(Dataset excerpts)
════════
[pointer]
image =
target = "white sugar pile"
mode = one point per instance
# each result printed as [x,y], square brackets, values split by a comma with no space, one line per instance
════════
* [Your assignment] Report only the number of lines above that contain "instance".

* [Result for this task] 2